** BEGIN Reading text **
Life skills: how to politely dance around an old friend's new porn career.
Monday, June 22, 2009
8:15 a.m. The alarm goes off, and, in a slight drug stupor, I call into the office and try to explain what's wrong with me. I was half asleep and drug-addled, so I'm not sure how successful I was.
1:20 p.m. The drugs wear off. I wake up, realizing I've been out-cold for almost five hours. I stumble out of bead and put the dog on her leash. I don't change out of my tank top and shorts, because who am I going to see? Answer? The only cute guy I've ever living in my apartment complex. Who is treated to a view of my dog turning and squatting.
2:00 p.m. Puppy throws up on the carpet.
2:20 I'm making lunch and cuddling with heating pad. Puppy scratches to go out on the balcony, a favorite pasttime of hers, wherein she goes outside and promptly wants back in. I'm getting up off the couch to open the door when I hear the wettest, most horrifying fart and look up to see Precious getting violent diarrhea all over my white carpet. And then on the balcony while I'm cleaning the carpet.
4:30 p.m. I'm at work and my painkillers wear off.
6:00 p.m. Puppy is violently ill on the balcony again.
7:15 p.m. Making "bland diet" food to cure puppy's intestinal troubles. She poops on the carpet again.
I have spent more time on my hands and knees in my rubber kitchen gloves than out. The boiled rice and hamburger seem to have helped. Puppy is sleeping and I am reunited with my heating pad.
It seems that Butterfly Net has flown the coup. Rick, despite multiple protestations to the contrary, is the only person who's surprised by this. Every time he says how sure he is we'll never hear from her again, he's picking up the phone to call.
Flowerpower, our erstwhile former co-counsel, seems to be confused. I'm not sure what part of "your services are no longer required" is unclear. Yet, despite being told this several times, he reports alternately feeling "left out" and "heartened" regarding his future involvement. My situation being what it is, and my caffeine supply being low, I have little to no tolerance for men who have only a passing acquaintance with consistency. Flowerpower has consistently oscillated between threatening to walk out if his conditions are not met (reminiscent of the famous VanHalen "Brown M & M's" Clause) and being super-excited about some development and wanting to have special guy-bonding-time with Rick. The fact that Flowerpower's name so closely resembles Priest's real name that when I glanced at his resume on the conference table I thought Priest was applying for a job and I almost had a heart attack, doesn't endear him to me, especially given the similarities in their hot/cold behavior. He continues state his intention to file his part of the case, despite being fired by the client.
** END Reading text **
** BEGIN Supplied data **
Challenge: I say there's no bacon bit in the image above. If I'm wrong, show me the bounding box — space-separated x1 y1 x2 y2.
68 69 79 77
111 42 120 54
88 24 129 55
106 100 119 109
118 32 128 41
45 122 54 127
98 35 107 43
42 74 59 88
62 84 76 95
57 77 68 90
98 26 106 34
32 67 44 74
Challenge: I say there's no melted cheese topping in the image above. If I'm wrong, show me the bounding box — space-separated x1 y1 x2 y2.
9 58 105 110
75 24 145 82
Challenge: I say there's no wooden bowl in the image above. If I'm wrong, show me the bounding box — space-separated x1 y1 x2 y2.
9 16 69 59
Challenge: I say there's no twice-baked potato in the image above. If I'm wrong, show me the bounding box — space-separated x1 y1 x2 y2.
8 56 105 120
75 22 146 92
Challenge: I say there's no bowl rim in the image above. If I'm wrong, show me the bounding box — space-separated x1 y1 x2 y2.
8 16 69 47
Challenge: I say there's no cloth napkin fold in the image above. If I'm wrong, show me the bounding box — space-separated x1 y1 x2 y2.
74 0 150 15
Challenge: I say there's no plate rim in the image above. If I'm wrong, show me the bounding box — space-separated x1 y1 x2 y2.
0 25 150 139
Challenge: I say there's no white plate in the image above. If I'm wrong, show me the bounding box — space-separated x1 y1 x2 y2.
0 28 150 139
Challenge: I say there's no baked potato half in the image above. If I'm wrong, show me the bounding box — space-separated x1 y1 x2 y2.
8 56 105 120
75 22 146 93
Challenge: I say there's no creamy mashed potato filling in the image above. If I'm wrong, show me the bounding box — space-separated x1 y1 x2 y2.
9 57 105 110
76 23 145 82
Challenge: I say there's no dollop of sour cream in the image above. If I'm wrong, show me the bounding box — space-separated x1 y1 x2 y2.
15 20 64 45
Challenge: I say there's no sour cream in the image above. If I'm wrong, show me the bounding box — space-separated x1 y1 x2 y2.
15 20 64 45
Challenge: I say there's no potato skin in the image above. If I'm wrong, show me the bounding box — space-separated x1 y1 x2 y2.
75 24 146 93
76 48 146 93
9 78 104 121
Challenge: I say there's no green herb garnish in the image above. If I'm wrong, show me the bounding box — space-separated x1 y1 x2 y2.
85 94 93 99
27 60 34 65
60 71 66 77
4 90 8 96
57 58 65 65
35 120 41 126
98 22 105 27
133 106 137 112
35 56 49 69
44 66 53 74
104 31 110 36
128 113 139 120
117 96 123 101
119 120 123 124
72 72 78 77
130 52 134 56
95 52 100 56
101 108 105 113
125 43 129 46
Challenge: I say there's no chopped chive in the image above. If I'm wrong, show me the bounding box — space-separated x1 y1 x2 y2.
** END Supplied data **
- Job: Do these statements agree with the blog entry? 1. The puppy threw up on the carpet at 2:00 p.m. 2. The boiled rice and hamburger seemed to make no difference. 3. Rick is the only person surprised that Butterfly Net has left.

- Answer to this task:
1. Yes: "2:00 p.m. Puppy throws up on the carpet."
2. No: "The boiled rice and hamburger seem to have helped."
3. Yes: "Rick, despite multiple protestations to the contrary, is the only person who's surprised by this."